__DATA FOR THIS EXERCISE__
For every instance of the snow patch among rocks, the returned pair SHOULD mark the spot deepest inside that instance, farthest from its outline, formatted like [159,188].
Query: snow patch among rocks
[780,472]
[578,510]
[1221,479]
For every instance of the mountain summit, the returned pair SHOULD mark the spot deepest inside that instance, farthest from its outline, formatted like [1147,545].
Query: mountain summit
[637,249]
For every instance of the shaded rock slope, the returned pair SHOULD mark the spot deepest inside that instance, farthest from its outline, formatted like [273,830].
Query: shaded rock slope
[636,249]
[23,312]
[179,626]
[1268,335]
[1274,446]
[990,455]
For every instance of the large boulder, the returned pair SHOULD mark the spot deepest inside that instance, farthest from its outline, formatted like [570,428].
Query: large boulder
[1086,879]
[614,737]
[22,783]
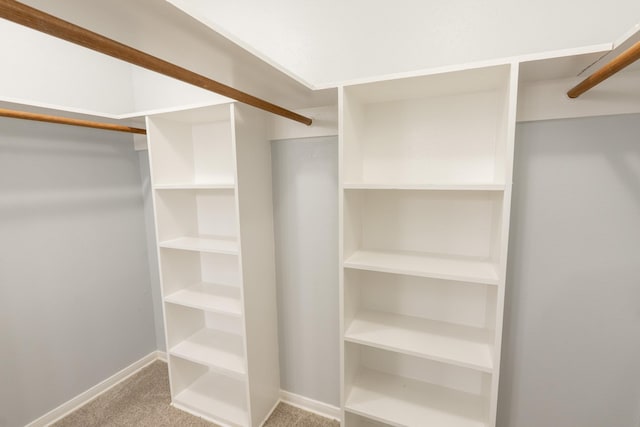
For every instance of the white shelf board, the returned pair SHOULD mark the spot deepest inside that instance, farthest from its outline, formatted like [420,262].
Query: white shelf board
[443,342]
[216,396]
[193,186]
[222,351]
[431,187]
[202,244]
[209,297]
[425,265]
[401,401]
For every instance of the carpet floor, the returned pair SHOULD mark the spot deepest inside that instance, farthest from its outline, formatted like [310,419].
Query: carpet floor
[144,400]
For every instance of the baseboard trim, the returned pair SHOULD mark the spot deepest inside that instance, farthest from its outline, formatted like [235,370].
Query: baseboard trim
[270,413]
[310,405]
[95,391]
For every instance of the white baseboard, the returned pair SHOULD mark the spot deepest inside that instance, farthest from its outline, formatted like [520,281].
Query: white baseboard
[95,391]
[305,403]
[270,413]
[310,405]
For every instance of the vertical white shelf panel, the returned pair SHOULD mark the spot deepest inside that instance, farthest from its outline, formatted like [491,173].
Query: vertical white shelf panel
[425,171]
[211,176]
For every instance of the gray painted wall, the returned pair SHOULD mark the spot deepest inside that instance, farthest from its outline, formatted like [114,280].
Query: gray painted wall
[152,252]
[75,295]
[305,187]
[571,354]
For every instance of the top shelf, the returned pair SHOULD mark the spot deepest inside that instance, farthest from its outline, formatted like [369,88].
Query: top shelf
[435,85]
[196,186]
[427,187]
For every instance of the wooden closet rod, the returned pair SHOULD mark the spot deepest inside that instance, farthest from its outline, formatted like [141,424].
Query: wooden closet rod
[33,18]
[67,121]
[621,61]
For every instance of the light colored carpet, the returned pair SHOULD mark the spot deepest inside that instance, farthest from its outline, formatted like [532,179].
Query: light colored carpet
[144,400]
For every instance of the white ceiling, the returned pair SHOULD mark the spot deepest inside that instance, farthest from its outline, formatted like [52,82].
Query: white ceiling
[331,41]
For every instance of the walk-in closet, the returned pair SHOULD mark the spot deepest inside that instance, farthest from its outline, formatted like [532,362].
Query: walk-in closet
[347,214]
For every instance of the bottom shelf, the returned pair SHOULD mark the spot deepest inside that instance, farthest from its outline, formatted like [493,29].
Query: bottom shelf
[215,397]
[400,401]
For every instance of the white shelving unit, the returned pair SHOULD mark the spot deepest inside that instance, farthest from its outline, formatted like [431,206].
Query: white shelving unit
[425,194]
[211,174]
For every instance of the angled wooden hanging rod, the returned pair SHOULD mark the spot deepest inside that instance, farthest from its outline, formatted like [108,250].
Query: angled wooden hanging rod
[621,61]
[33,18]
[67,121]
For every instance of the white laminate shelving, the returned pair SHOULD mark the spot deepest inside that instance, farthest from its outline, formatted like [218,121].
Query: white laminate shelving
[454,186]
[202,244]
[211,171]
[223,351]
[190,186]
[199,390]
[212,297]
[424,265]
[402,401]
[440,341]
[426,185]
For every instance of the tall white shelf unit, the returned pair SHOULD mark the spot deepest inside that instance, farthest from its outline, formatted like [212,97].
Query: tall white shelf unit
[426,166]
[211,177]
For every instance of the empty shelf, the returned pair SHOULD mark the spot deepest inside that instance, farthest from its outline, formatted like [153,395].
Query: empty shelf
[443,342]
[405,402]
[425,265]
[221,399]
[200,244]
[219,350]
[191,186]
[434,187]
[209,297]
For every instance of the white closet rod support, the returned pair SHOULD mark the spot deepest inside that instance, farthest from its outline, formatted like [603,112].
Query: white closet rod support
[33,18]
[68,121]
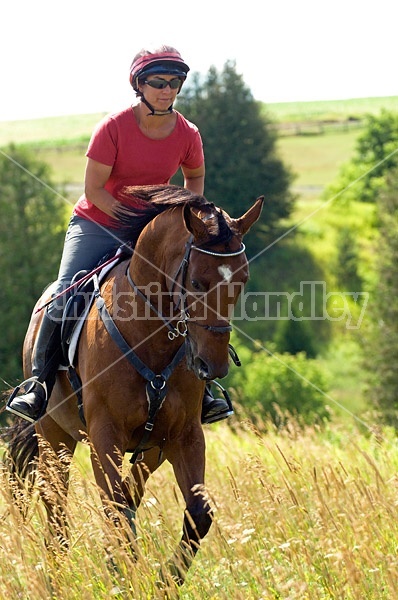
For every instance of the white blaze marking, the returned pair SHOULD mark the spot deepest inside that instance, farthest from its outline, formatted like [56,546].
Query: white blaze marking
[226,272]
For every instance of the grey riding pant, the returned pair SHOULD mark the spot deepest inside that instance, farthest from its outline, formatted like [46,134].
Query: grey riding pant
[86,243]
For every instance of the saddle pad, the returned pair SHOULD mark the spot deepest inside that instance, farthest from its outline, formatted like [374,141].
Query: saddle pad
[73,332]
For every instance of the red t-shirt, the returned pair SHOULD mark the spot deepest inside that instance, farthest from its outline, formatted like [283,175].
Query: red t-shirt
[136,159]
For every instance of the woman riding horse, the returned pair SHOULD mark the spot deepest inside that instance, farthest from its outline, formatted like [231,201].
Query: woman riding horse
[144,144]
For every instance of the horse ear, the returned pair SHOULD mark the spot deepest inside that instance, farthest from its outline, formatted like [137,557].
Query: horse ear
[194,224]
[242,225]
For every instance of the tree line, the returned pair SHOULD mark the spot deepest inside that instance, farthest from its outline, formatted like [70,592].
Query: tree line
[241,163]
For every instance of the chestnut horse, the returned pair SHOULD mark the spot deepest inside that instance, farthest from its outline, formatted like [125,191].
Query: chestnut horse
[158,330]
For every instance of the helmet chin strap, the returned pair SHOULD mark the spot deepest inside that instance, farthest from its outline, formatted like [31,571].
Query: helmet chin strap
[154,112]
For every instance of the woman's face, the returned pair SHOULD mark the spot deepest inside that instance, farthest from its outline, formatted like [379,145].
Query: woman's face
[160,97]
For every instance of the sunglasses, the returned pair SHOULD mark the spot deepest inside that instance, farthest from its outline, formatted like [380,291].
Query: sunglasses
[161,84]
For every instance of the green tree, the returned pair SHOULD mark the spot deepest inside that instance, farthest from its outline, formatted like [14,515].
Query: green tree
[32,228]
[363,178]
[347,274]
[381,349]
[240,149]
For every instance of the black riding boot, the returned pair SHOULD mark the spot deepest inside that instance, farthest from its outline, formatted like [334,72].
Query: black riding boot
[214,409]
[32,404]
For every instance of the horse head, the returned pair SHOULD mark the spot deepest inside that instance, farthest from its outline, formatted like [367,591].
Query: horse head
[203,281]
[216,274]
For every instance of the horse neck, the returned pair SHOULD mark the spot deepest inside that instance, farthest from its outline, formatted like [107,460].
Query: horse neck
[157,249]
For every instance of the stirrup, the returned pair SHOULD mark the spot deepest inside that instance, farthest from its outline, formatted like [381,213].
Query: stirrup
[224,414]
[15,393]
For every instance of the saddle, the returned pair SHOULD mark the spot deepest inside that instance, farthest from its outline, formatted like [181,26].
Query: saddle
[79,305]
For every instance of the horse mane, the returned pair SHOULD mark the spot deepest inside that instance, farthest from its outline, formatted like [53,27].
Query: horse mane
[152,200]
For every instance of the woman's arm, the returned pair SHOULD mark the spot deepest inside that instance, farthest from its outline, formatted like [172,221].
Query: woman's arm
[194,179]
[95,179]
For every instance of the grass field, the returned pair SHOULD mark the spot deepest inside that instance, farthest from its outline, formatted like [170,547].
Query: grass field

__GIVEN TASK__
The line containing "For every instance of the horse mane, the" and every line after it, through the end of the records, should be repeated exactly and alone.

__SOLUTION TO THE PROBLEM__
For every instance of the horse mane, the returned pair SHOULD mark the spot deepest inside that instance, farthest from its outline, formatted like [53,27].
Query: horse mane
[152,200]
For every instance of the woman's arm, the returned pair SHOULD mark the spot deepest inside that instance, farthest from its outline, formatted like [172,221].
Query: woman's arm
[194,179]
[95,179]
For every instance of the grass field, the returned pair SHOULD mark the spot deepest inside that instance, farthest from its outline, formatted like [170,547].
Query: grass field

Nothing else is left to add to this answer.